• [Data]
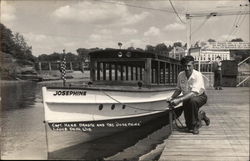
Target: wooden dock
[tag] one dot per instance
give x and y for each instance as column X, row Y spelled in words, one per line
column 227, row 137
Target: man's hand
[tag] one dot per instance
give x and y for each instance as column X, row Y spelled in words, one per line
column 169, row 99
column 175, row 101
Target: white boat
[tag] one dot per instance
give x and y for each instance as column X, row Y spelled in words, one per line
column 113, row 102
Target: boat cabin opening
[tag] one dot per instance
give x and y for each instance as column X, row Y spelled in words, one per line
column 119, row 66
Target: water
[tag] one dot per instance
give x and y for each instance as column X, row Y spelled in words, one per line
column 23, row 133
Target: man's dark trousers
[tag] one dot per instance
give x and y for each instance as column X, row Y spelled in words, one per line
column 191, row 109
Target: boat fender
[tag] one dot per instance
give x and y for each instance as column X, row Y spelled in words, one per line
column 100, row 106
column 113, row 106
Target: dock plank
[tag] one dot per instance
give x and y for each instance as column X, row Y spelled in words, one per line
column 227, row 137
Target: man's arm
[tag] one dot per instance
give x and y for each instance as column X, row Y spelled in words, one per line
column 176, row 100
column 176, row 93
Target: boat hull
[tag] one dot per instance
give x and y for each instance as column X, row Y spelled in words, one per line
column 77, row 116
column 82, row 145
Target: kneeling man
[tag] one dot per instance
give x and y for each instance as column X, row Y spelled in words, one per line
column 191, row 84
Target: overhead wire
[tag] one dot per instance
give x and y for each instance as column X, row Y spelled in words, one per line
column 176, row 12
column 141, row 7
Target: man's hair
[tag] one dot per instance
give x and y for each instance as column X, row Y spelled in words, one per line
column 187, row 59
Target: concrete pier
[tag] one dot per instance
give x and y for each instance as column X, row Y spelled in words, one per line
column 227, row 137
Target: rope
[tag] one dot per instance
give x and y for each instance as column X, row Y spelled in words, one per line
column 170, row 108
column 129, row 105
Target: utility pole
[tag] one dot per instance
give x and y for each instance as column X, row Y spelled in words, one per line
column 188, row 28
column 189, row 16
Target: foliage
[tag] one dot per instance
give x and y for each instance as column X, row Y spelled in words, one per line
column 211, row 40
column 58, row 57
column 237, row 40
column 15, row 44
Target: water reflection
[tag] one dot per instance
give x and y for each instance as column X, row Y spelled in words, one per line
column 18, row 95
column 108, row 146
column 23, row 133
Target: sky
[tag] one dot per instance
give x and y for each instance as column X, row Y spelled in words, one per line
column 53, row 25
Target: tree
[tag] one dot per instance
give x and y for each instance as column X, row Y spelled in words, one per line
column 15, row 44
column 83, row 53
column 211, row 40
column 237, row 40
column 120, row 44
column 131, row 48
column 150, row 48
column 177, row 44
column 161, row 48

--

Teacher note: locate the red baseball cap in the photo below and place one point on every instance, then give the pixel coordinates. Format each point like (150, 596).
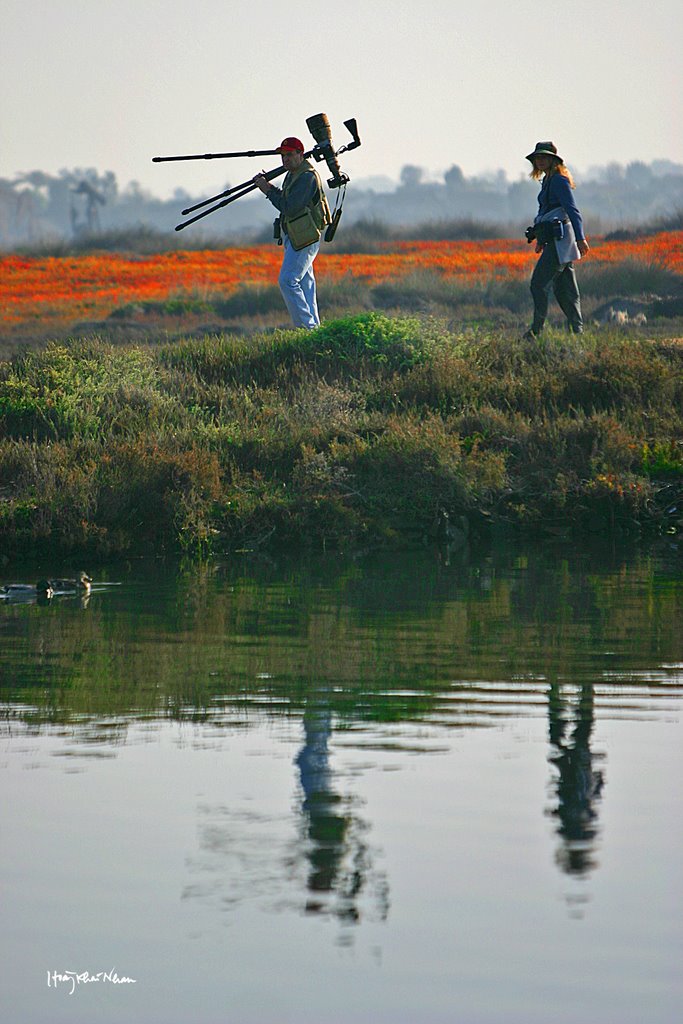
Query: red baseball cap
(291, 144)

* * *

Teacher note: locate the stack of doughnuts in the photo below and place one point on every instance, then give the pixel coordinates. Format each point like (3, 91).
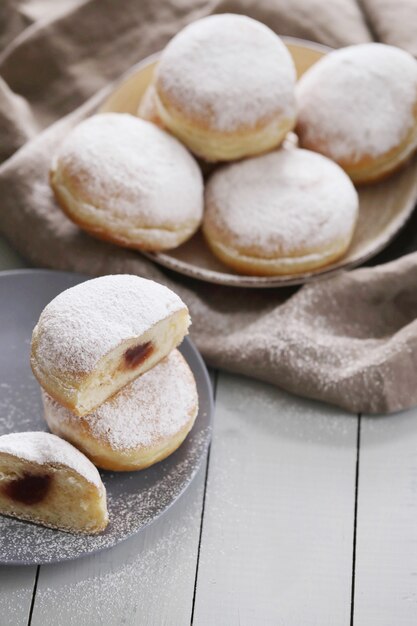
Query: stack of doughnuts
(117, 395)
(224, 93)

• [Exercise goal] Working from the material above, retype exactly the lines from the one with "Target: wooden dock" through the one with "Target: boat fender", both included, and only those lines.

• [Exercise answer]
Target: wooden dock
[tag] one dot per instance
give x and y for each instance as column X, row Y spelled in words, one per line
column 227, row 137
Target: man's hand
[tag] one dot per instance
give x and y for each instance as column X, row Y spelled in words, one per line
column 169, row 99
column 175, row 101
Target: white boat
[tag] one dot per instance
give x and y for each instance as column X, row Y spelled in words, one per line
column 113, row 102
Target: boat cabin opening
[tag] one dot per instance
give x and y for each instance as column X, row Y spelled in words, one per line
column 119, row 66
Target: water
[tag] one dot per instance
give x and y for each instance as column X, row Y spelled in words, one per line
column 23, row 133
Target: man's dark trousers
[tag] one dot per instance
give x and y for each instance as column X, row Y spelled in words, one per line
column 191, row 109
Target: boat fender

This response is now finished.